- Brief:
If a line in the records contains the string "pebble", show that line.

[Start of section]

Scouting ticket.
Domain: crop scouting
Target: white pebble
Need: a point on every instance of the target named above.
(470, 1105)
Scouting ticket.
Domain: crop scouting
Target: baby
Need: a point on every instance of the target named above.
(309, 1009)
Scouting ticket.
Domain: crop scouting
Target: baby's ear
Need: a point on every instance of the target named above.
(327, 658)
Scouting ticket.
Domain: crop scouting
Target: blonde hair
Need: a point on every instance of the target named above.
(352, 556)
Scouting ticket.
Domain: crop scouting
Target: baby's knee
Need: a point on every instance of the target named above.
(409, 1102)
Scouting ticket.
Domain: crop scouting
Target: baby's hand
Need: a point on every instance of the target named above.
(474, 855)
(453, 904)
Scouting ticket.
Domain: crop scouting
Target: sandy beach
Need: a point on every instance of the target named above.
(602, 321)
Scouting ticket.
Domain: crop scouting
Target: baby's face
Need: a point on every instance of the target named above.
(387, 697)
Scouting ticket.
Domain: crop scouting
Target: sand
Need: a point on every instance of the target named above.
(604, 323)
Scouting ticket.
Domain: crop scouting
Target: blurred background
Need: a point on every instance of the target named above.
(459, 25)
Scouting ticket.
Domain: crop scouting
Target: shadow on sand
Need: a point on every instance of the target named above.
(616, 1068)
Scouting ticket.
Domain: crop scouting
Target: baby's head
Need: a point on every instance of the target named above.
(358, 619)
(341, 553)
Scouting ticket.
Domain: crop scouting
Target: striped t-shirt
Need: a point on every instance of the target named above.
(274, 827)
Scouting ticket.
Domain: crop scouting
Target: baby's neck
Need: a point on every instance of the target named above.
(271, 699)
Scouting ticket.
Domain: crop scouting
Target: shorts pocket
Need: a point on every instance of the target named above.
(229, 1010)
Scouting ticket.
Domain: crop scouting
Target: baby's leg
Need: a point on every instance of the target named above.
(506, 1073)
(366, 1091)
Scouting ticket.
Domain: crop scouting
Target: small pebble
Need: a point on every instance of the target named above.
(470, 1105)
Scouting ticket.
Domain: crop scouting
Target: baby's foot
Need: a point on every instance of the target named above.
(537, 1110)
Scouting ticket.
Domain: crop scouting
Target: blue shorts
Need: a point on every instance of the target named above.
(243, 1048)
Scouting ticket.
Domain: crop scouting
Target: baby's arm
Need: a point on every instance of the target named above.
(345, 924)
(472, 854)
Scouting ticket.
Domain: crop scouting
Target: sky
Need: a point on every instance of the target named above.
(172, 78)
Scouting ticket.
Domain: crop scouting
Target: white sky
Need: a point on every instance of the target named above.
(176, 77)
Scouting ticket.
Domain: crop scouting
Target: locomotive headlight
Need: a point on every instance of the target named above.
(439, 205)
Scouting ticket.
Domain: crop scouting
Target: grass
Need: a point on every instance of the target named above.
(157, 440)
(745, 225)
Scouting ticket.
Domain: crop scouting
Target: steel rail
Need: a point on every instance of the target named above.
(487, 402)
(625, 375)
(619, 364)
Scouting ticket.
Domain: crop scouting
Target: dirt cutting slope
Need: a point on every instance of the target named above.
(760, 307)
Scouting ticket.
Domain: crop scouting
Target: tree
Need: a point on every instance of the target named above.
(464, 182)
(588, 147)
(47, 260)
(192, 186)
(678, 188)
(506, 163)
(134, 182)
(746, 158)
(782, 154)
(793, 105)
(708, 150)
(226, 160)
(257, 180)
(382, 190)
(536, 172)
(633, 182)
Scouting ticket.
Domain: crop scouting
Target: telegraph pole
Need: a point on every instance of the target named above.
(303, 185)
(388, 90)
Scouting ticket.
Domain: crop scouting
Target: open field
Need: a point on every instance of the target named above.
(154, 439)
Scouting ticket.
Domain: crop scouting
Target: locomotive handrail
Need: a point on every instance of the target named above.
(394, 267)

[End of section]

- Answer to this exercise:
Target: white pebble
Target: small pebble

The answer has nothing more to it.